WHAT YOU SHOULD DO
Convert the material below into a two-column CSV with the headers request and answer. Give each request in the material its own row, put every field in double quotes, and replace line breaks with spaces.

[Stored data entries]
****

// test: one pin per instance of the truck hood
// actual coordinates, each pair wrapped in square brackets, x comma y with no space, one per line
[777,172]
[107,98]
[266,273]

****

TASK SOLUTION
request,answer
"// test: one pin per instance of the truck hood // actual coordinates, each pair wrapped in square brackets, x comma y with no space, one per line","[777,172] [107,98] [266,273]"